* **Textauszug**
+++

Tag 321: Canal du Midi

von Heiko Gärtner
18.11.2014 23:31 Uhr

Mit Erreichen der Stadt Agde mussten wir uns auch von unserem Canal du Midi verabschieden, der uns bislang so schön begleitet hat. Er fließt hier in einen großen Binnensee, an dem wir nun noch zwei weitere Tage entlangwandern werden. Dann verlassen wir ihn endgültig.

+++

* **Aufgabenstellung**
Gib den Absatz im Textauszug, der mit „Mit Erreichen der Stadt Agde“ beginnt, als kurze Liste mit seinen wichtigsten Fakten wieder.

* **Bereitgestelltes Material**
+++

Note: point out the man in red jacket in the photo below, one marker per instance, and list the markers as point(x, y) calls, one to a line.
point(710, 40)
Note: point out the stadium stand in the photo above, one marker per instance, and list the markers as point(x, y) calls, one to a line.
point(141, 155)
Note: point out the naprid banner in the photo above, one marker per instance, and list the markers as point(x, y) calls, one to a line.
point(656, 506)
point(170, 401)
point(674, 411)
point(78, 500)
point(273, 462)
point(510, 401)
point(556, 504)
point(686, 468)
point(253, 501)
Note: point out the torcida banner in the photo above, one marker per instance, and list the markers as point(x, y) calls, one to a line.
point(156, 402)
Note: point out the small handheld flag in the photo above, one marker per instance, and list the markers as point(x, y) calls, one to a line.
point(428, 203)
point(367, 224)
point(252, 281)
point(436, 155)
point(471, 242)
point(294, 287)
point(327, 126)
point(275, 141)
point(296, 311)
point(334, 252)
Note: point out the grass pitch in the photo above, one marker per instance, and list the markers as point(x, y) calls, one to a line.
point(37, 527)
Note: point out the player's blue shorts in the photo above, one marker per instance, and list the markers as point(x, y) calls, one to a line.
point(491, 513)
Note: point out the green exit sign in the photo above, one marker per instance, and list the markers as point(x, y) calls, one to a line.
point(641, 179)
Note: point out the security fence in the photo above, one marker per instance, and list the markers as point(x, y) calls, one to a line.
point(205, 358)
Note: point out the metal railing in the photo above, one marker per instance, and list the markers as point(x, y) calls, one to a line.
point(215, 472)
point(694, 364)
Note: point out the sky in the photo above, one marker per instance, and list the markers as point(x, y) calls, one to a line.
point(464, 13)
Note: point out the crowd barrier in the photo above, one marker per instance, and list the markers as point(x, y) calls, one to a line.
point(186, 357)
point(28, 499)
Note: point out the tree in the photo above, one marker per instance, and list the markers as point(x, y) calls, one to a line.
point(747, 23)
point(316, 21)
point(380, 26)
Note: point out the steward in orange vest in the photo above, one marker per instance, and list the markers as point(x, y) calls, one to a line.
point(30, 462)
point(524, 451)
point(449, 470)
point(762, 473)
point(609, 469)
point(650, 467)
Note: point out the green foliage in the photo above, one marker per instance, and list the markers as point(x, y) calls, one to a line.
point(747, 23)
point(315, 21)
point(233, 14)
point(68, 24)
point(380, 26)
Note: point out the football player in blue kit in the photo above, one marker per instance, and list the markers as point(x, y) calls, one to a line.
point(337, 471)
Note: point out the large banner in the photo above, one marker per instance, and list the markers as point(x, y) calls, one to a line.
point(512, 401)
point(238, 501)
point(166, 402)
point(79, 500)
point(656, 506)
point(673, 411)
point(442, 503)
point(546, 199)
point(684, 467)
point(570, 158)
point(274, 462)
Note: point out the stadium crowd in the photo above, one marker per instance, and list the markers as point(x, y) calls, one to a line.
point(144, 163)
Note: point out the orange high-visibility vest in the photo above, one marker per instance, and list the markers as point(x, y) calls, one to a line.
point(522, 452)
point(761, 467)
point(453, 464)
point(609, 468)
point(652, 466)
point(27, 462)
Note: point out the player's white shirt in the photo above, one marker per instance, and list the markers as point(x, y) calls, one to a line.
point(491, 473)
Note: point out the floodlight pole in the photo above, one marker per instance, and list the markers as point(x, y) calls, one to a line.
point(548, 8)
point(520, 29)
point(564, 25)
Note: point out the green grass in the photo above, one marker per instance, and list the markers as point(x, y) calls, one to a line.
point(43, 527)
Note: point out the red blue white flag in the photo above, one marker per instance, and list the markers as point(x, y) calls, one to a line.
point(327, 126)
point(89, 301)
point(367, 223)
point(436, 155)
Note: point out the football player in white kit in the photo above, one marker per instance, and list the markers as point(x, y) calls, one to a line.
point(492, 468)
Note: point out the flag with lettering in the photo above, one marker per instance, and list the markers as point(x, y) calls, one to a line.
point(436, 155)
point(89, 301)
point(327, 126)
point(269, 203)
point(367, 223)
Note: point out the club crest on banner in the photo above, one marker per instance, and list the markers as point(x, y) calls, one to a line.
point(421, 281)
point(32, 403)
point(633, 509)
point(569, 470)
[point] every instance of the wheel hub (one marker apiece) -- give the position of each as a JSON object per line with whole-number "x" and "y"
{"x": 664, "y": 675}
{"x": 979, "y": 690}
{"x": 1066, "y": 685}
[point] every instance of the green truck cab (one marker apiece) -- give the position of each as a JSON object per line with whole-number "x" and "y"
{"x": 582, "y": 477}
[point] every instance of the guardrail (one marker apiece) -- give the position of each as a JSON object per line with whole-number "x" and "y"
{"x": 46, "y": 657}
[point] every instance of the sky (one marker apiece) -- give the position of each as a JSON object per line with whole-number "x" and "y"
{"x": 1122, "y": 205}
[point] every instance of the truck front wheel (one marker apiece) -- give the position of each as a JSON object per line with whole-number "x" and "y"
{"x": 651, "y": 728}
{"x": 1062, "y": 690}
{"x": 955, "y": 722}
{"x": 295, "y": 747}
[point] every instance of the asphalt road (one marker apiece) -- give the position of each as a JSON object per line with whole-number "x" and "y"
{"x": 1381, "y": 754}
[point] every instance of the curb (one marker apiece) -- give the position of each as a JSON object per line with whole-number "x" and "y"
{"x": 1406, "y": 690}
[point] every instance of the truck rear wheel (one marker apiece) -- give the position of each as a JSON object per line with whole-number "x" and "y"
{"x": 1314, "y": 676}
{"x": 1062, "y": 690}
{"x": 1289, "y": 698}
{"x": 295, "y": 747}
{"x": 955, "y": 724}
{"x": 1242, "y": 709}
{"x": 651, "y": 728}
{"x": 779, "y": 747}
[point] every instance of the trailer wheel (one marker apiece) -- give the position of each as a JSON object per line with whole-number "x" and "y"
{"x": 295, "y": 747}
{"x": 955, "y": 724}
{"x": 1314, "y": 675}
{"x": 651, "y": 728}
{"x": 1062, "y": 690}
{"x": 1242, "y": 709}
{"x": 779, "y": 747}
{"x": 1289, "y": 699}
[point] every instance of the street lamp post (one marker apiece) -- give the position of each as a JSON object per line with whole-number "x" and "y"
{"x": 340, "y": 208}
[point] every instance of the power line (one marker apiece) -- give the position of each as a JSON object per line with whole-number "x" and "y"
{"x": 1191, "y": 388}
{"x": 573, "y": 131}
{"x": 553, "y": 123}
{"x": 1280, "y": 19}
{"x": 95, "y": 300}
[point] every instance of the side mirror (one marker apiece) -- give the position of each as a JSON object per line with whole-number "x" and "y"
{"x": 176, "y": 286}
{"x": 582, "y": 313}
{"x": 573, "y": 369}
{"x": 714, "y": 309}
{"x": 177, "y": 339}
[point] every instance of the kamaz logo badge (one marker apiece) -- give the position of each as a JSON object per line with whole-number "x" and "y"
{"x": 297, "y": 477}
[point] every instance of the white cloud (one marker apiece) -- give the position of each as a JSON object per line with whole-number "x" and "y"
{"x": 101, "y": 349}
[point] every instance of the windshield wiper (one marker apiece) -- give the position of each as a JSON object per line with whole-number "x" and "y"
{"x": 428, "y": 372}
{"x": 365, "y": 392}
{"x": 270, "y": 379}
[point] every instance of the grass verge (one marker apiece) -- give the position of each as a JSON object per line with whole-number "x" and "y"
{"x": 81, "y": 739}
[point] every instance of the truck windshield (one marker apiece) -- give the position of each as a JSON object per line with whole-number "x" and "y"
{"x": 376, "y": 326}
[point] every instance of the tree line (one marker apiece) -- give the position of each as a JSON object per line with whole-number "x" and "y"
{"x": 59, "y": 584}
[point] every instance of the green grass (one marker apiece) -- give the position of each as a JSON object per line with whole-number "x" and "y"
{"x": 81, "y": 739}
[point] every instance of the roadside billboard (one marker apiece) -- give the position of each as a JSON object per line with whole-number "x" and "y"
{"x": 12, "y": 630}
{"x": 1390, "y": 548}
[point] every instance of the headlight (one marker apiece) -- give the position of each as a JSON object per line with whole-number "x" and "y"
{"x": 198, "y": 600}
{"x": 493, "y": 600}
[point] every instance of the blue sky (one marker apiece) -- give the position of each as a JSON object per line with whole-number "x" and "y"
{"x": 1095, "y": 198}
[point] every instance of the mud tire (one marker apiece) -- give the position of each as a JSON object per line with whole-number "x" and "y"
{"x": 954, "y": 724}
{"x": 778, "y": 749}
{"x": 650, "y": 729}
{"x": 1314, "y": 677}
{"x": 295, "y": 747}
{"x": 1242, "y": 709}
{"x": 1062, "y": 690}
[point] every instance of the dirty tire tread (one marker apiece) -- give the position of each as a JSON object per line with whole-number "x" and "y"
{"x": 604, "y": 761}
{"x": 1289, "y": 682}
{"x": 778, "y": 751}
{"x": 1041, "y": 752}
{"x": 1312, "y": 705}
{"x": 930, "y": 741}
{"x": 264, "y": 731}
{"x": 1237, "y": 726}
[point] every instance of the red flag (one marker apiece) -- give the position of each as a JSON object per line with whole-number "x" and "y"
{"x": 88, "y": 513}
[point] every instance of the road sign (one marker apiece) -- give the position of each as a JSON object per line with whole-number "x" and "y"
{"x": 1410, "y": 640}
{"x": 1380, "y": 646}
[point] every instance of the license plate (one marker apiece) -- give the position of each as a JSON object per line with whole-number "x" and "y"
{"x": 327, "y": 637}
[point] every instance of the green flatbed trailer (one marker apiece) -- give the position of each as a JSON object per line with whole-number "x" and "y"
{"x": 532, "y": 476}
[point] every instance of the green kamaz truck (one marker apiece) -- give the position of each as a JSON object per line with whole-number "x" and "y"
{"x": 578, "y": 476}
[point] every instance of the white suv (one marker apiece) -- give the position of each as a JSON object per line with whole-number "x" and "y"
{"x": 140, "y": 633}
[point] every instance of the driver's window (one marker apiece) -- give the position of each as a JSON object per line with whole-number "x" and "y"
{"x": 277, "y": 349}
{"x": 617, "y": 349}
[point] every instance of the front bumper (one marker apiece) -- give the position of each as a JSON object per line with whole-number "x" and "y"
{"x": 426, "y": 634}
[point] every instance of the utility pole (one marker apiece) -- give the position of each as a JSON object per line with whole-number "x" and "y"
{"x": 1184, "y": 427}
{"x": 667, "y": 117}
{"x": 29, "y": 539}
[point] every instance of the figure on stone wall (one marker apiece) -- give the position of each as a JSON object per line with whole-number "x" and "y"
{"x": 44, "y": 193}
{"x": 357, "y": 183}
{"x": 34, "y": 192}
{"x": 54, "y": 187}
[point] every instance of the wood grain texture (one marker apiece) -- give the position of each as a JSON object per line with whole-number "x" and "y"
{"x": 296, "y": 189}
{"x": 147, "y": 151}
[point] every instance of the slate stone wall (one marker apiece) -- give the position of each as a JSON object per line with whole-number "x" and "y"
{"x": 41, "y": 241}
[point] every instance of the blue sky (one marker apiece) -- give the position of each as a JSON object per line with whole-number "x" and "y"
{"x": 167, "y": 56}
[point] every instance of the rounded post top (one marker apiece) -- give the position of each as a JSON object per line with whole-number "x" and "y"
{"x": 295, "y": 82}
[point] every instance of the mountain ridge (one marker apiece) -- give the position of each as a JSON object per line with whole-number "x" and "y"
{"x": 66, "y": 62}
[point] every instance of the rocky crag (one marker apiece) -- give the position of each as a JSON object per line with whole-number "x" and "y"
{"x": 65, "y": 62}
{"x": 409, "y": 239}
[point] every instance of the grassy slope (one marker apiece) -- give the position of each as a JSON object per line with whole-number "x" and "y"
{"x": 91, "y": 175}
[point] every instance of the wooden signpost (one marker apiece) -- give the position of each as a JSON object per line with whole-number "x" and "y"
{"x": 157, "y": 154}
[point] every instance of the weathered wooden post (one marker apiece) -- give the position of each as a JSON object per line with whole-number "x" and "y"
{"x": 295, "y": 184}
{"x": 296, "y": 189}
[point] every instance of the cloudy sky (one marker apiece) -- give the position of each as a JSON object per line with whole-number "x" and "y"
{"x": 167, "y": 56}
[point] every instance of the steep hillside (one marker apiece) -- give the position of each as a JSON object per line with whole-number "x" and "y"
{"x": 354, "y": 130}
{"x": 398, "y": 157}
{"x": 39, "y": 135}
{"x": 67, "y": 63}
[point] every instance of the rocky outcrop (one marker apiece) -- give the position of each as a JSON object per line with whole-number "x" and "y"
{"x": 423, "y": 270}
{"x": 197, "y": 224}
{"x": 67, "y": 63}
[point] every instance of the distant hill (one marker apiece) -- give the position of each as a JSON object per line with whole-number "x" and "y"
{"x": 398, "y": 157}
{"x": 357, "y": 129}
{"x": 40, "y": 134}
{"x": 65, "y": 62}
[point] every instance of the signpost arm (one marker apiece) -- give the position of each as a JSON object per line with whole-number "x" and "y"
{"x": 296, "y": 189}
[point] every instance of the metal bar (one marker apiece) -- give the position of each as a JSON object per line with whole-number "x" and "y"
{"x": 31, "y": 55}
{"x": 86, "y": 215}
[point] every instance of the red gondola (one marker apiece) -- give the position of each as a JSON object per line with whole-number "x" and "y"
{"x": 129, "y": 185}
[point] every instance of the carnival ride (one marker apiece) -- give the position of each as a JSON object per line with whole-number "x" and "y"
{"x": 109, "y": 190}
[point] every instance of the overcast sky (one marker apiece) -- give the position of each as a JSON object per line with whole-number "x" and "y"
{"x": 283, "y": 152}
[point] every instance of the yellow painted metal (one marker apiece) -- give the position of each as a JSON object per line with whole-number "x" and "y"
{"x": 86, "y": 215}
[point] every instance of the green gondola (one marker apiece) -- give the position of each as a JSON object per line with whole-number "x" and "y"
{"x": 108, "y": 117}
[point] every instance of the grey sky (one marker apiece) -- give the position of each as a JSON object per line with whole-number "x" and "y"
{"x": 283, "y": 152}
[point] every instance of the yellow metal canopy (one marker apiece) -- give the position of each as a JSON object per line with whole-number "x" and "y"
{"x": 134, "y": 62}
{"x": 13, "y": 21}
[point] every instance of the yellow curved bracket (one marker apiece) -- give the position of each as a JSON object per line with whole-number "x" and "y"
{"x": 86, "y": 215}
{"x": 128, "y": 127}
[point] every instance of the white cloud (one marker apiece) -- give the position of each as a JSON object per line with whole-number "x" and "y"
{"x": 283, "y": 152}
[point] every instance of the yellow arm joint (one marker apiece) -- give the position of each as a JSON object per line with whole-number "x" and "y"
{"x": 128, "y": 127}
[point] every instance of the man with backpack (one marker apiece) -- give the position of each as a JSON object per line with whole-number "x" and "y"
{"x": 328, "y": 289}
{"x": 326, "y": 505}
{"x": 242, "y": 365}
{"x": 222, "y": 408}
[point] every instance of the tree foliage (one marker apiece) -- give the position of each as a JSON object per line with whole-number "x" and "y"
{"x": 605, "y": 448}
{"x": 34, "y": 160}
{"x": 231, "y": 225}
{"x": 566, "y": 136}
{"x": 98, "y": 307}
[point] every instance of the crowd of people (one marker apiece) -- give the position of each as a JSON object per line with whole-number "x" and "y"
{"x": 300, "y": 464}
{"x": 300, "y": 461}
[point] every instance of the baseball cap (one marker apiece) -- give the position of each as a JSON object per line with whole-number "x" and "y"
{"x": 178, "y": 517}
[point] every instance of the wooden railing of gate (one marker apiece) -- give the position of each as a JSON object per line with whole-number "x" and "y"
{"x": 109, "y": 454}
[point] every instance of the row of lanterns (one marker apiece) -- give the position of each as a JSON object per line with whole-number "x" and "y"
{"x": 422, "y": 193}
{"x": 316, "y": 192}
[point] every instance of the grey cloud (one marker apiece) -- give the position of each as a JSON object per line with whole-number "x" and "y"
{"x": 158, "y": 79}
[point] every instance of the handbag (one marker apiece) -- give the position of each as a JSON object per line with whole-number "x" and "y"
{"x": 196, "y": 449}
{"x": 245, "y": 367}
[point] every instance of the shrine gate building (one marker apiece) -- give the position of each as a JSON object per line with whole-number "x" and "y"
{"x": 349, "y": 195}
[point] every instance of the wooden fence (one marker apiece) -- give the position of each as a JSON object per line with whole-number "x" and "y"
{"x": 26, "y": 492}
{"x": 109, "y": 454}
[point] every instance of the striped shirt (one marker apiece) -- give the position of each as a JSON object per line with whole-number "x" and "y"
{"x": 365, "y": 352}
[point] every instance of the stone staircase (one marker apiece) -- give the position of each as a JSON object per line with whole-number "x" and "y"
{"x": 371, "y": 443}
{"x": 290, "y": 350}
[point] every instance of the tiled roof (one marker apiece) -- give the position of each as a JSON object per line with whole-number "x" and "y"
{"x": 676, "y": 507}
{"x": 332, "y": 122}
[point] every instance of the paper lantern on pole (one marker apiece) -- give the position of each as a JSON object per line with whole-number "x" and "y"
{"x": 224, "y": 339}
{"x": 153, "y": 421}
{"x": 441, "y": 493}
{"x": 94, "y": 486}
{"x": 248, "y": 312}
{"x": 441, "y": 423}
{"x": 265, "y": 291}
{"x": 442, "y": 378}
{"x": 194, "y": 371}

+++

* **Lösung**
- In Agde heißt es Abschied nehmen vom Canal du Midi, der uns bis hierher begleitet hat.
- Der Kanal mündet dort in einen großen Binnensee.
- An diesem See wandern wir noch zwei weitere Tage entlang.